▶ [Request]: Rescale the items from the first line through the line containing "362], [854, 411]]]", and write out every line in that span again, requests included. Multiply each coordinate in the answer outlines by 1.15 and round to the nearest whole number, rounding halves up; leave the requests and their format samples unchanged.

####################

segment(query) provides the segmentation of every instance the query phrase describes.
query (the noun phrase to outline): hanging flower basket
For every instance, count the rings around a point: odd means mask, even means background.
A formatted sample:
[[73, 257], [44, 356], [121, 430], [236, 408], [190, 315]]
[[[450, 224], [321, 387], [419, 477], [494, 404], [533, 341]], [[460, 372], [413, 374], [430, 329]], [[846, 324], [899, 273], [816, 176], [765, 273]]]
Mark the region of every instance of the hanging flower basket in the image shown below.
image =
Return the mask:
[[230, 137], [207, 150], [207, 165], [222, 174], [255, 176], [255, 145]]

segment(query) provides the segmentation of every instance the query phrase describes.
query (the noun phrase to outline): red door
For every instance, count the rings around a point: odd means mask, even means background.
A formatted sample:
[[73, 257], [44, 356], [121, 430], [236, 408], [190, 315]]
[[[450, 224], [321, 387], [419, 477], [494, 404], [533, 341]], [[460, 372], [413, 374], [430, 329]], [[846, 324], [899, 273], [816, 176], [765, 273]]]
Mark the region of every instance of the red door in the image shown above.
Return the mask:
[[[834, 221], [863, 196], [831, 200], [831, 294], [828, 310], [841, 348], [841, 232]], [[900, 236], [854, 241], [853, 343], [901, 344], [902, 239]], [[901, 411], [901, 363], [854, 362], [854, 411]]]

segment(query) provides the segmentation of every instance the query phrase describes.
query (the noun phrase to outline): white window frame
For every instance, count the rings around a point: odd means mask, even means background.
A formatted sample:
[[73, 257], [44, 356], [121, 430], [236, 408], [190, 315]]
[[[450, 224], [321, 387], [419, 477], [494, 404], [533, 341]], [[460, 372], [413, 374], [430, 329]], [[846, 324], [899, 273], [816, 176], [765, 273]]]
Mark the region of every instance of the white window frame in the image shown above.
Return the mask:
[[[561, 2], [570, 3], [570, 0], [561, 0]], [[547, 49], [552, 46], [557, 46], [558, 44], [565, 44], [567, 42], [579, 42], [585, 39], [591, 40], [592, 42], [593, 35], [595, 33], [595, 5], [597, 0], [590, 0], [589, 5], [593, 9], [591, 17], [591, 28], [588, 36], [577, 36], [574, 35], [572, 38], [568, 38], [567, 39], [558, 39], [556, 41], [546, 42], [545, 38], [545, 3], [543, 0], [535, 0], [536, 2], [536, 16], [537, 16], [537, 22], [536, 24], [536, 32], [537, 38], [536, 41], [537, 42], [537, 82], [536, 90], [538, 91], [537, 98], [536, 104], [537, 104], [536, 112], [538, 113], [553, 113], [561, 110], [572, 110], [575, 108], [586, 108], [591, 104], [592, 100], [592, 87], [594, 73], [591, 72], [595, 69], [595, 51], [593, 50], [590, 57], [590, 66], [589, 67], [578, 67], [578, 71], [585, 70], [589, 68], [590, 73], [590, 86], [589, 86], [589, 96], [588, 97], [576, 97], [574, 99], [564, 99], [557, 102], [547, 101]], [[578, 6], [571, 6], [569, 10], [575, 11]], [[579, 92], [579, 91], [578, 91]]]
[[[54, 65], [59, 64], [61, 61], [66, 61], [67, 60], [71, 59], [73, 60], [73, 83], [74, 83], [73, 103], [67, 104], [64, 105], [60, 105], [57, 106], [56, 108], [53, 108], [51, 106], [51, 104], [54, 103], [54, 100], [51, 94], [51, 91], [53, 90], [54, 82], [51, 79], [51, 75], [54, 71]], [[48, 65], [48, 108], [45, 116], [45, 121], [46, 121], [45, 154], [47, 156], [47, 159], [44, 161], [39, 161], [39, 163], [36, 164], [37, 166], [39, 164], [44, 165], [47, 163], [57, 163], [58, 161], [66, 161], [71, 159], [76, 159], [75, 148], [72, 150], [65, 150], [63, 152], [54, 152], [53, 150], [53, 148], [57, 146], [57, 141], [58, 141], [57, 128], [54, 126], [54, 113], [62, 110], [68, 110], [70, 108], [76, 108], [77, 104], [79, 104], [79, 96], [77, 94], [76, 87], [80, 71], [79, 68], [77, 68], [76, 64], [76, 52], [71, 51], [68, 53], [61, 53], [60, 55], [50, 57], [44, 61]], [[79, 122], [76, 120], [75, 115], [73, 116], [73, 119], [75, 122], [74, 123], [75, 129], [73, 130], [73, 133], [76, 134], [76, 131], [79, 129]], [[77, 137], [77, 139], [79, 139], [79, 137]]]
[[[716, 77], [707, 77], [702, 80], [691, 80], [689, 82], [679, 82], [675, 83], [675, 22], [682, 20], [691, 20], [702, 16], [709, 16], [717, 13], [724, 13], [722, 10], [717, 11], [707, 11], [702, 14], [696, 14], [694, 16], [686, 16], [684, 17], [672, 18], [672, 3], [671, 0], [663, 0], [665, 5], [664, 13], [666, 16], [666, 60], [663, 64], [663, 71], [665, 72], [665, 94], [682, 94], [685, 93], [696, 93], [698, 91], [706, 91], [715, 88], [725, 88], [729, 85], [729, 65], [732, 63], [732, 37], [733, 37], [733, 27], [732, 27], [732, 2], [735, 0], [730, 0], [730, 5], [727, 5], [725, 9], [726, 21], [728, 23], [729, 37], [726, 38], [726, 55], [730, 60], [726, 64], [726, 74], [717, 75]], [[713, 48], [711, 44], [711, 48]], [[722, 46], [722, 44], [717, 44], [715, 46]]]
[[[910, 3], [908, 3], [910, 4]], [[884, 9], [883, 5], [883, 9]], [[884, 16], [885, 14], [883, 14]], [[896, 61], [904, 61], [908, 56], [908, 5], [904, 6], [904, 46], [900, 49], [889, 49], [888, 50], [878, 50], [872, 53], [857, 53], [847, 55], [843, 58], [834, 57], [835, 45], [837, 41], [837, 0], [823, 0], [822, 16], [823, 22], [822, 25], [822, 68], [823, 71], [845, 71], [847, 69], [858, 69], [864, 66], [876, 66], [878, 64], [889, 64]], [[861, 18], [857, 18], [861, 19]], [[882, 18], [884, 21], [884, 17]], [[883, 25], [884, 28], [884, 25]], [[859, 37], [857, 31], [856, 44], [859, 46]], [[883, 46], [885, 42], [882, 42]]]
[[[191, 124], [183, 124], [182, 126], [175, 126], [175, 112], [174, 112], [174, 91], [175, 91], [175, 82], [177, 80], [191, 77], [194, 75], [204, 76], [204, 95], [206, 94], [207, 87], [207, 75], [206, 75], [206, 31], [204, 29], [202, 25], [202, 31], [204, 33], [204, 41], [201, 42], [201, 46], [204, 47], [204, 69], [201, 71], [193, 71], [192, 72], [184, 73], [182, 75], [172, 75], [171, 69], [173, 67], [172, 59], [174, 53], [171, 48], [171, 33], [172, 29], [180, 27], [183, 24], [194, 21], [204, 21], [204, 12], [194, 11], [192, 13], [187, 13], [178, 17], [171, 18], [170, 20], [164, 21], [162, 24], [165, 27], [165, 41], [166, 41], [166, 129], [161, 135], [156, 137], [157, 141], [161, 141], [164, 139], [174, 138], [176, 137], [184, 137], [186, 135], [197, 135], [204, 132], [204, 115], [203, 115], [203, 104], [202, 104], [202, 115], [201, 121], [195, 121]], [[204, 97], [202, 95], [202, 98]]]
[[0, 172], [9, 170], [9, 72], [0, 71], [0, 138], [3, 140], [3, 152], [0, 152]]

####################

▶ [Task result]:
segment(query) provides the segmentation of every instance the query phrase describes.
query (the noun phrase to outline): hanging flower basket
For every instance, count the rings around a point: odd means mask, even means background.
A formatted sample:
[[73, 257], [44, 356], [121, 430], [236, 408], [190, 315]]
[[[450, 224], [321, 387], [419, 477], [494, 404], [533, 341]], [[460, 372], [413, 374], [430, 329]], [[846, 324], [899, 273], [816, 176], [765, 273]]]
Mark the region of every instance of the hanging flower basket in the image shown below.
image =
Return the mask:
[[265, 158], [238, 173], [238, 190], [255, 200], [293, 202], [293, 167]]

segment(query) provides the segmentation of every instance the query phrase describes.
query (the noun phrase to outline): red door
For every instance, count the rings around a point: odd means mask, even means background.
A formatted sample:
[[73, 257], [44, 356], [121, 430], [236, 408], [190, 315]]
[[[450, 224], [321, 387], [419, 477], [494, 404], [533, 341]], [[460, 372], [413, 374], [430, 329]], [[846, 324], [899, 273], [816, 176], [765, 273]]]
Mark the region of every instance of the red door in the image shown above.
Return the mask:
[[[959, 254], [992, 225], [956, 230], [956, 338], [952, 357], [967, 400], [967, 267]], [[1035, 271], [982, 277], [981, 394], [1036, 396], [1037, 275]], [[1036, 473], [1036, 417], [982, 416], [982, 473]]]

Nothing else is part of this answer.